▶ [Task statement]: Nothing more is wanted than an exact repeat of the data below.

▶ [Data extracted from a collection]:
● ● ● ● ● ● ●
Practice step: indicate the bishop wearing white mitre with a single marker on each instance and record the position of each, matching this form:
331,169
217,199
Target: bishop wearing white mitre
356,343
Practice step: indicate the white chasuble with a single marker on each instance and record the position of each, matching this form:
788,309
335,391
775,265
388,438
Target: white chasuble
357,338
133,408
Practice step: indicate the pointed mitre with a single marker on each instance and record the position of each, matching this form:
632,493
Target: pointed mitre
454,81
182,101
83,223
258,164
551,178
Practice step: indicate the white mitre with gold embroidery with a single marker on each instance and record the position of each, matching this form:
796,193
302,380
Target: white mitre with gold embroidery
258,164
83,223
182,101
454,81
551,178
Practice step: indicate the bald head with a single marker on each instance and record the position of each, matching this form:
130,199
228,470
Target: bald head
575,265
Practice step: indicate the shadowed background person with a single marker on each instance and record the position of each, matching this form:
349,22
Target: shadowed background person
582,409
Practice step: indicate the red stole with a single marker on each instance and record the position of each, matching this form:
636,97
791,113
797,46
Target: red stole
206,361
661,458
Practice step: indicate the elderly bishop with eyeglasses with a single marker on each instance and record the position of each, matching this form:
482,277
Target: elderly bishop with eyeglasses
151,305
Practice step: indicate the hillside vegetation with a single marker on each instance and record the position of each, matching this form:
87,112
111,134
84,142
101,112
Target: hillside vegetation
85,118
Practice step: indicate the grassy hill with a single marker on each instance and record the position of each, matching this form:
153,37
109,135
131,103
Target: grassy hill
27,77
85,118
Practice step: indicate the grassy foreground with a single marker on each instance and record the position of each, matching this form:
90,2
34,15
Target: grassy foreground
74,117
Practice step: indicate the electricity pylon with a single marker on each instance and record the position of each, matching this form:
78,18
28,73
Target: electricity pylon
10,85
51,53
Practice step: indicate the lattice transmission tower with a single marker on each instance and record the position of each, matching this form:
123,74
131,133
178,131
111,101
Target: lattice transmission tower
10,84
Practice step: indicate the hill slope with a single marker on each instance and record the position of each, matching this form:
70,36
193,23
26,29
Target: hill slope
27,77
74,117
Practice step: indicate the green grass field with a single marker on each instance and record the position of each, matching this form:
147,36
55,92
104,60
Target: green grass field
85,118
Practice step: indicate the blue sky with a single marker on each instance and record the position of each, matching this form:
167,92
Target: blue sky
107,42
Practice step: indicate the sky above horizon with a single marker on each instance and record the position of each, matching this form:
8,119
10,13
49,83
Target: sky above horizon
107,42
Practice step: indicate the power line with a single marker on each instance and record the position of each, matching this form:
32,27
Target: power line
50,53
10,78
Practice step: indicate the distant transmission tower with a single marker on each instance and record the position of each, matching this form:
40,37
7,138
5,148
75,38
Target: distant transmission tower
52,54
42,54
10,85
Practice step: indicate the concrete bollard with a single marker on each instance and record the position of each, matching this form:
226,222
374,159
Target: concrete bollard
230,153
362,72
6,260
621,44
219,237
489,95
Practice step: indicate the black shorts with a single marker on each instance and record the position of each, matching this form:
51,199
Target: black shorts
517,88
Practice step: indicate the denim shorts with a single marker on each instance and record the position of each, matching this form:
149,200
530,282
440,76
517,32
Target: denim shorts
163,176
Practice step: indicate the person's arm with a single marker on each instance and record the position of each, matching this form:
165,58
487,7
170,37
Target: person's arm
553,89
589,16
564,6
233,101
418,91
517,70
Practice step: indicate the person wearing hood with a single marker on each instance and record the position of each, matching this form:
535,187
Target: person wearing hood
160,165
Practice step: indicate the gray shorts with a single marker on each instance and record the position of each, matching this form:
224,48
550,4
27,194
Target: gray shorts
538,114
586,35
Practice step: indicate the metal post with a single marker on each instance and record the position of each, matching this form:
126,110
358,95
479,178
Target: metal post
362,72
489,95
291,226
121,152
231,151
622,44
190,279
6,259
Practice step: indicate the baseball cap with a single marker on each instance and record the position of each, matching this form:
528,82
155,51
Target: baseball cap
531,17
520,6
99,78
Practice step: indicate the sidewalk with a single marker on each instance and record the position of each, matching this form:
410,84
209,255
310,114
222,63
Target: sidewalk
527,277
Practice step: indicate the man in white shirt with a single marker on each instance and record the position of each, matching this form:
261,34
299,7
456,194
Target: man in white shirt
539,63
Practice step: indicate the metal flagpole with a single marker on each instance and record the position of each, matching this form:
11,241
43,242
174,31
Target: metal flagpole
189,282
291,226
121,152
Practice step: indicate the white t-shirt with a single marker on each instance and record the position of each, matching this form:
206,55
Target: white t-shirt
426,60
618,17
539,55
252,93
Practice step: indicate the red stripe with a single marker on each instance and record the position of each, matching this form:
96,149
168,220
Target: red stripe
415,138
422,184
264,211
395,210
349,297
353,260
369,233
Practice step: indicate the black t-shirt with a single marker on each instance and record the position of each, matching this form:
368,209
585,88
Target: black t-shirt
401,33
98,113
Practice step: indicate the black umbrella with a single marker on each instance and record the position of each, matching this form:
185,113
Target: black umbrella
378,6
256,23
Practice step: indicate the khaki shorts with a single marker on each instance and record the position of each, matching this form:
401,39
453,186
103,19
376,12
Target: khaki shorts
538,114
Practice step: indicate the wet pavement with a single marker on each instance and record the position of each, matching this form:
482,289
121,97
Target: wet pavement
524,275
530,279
● ● ● ● ● ● ●
▶ [Answer to the problem]:
Practice step: indicate the bishop wearing white mitre with a single marker on each instance and record the position of each, matching this form:
331,169
217,199
Target: bishop wearing white mitre
356,343
Practice step: indicate the white chasuble with a single marker on each instance and record the position of each, matching this form:
788,309
335,391
775,265
388,438
Target: white chasuble
357,338
133,408
Practice step: indicate the pointed mitre with a single marker on each instance and record the position of each, matching this form:
632,493
Target: pointed mitre
454,81
182,101
83,223
258,164
551,178
Practice step: indicate the white mitre with gold embroidery with a single marker on each instance and record the position of each, matching this form:
796,193
302,380
Target: white mitre with gold embroidery
258,164
83,223
182,101
454,81
551,178
Practice step: indicate the bald head with a single marker on each instance and record the position of each, matching this form:
130,199
228,470
Target: bald head
575,265
Practice step: indicate the shadowed background person with a single marker on each instance and record the position of each, matching this form:
349,22
Target: shadowed background person
582,409
Practice step: indicate the red stole with a single marker on each instance and record the position of each, matching this form:
636,97
791,113
797,46
Target: red stole
206,361
661,458
Practice step: indicate the elderly bishop with eyeglasses with a single marker on each instance and record the position of each, matching this form:
482,277
Target: elderly bishop with eyeglasses
151,305
Practice step: indicate the hillside vegetation with a single marker on each instance and record the position of each, matching this form:
87,112
111,134
84,142
101,112
Target: hillside vegetation
85,118
Practice step: indicate the grassy hill with a single marker on each instance and record the position of each, matching this form:
153,37
109,135
131,103
Target: grassy hill
27,77
85,118
Practice step: indicate the grassy foreground with a single marker on each instance and record the position of each, matching this form:
90,2
34,15
Target: grassy foreground
74,117
Practice step: indicate the electricity pylon with a single marker on each instance and record the position of each, matching this form:
78,18
28,73
Target: electricity pylon
10,85
51,53
Practice step: indicate the lattice transmission tower with a single marker on each instance and record the position of each, matching this form:
123,74
131,133
178,131
111,101
Target: lattice transmission tower
10,84
Practice step: indicate the hill slope with a single marker on each instance and record the position of each, matching this form:
70,36
193,23
26,29
Target: hill slope
27,77
74,117
Practice step: indicate the green grass field with a single marker on each instance and record the position of each, matching this form:
147,36
55,92
104,60
Target: green grass field
85,118
Practice step: indicate the blue sky with a single marker on each instance and record the position of each, matching this form:
167,92
Target: blue sky
107,42
Practice step: indicate the sky above horizon with a single marker on each instance and record the position of each, matching this form:
8,119
10,13
49,83
Target: sky above horizon
107,42
Practice step: indicate the power line with a single marker on each instance and record the position of each, matching this form:
32,27
Target: power line
50,53
10,78
Practice step: indicate the distant transmission tower with a single marker on each instance and record the position of each, matching this form:
40,37
7,138
5,148
75,38
Target: distant transmission tower
52,54
42,54
10,85
Practice step: indicate the concrete bollard with a single marker on each instance and record the position of each, matching this form:
226,222
374,159
Target: concrete bollard
230,153
362,72
6,260
621,44
219,237
489,95
Practice step: indicate the black shorts with a single marker on each instance and record the position of each, matching this form:
51,199
Target: black shorts
517,88
Practice step: indicate the denim shorts with a single marker on each instance and record the position of each, matching this form:
149,200
530,282
440,76
517,32
Target: denim shorts
163,176
Practice step: indicate the person's arm with a single marker on each instance and record the position of each, matching this form:
165,58
487,7
170,37
Target: person's arm
553,89
589,16
564,6
233,101
418,91
517,70
Practice step: indicate the person wearing hood with a single marker on each instance and record the position of each, matching this form:
535,187
Target: person wearing hood
160,165
Practice step: indicate the gray shorts with a single marker on each instance and record the position of each, matching this form:
224,48
550,4
27,194
Target: gray shorts
538,114
586,35
Practice step: indicate the metal post with a single marker on each instance and record the position of each, matching this form:
126,110
358,95
479,178
Target: metal post
362,72
489,95
291,226
121,152
231,151
622,44
190,279
6,259
Practice step: indicate the baseball cap with a single marker on each instance and record the position of each, matching this form:
528,82
155,51
Target: baseball cap
531,17
520,6
99,78
Practice step: indicate the sidewalk with a single marker on each instance and record the position of each, matching this form:
410,84
209,255
310,114
222,63
Target: sidewalk
527,277
Practice step: indicate the man in white shirt with a single marker on each instance and record the position of each, matching this form:
261,34
299,7
456,194
Target: man in white shirt
539,63
Practice step: indicate the metal flagpole with a single marker on each instance and record the position of each, matching this form:
11,241
43,242
174,31
Target: metal flagpole
189,282
291,226
121,152
Practice step: indicate the white t-shirt with a single marker on each instance and record the position of each, matching this form:
206,55
Target: white t-shirt
426,60
618,17
539,55
252,93
Practice step: indicate the red stripe with a single marker on each instance and record the position of each, matching this form:
96,149
168,220
Target: red stripe
415,138
422,184
264,211
395,210
349,297
353,260
369,233
Practice step: indicate the black t-shirt with a single marker on each instance and record the position of each, matching this form:
368,209
585,88
Target: black t-shirt
401,33
98,113
Practice step: indicate the black umbrella with a single marker on each instance and record the position of each, matching this form:
185,113
Target: black umbrella
378,6
256,23
Practice step: indicate the khaki shorts with a single marker on each instance and record the position of each, matching this form:
401,39
453,186
103,19
376,12
Target: khaki shorts
538,114
Practice step: indicate the wet pavement with a single marker on each instance and record the position of each, matching this form:
482,289
121,97
Target: wet pavement
524,275
530,279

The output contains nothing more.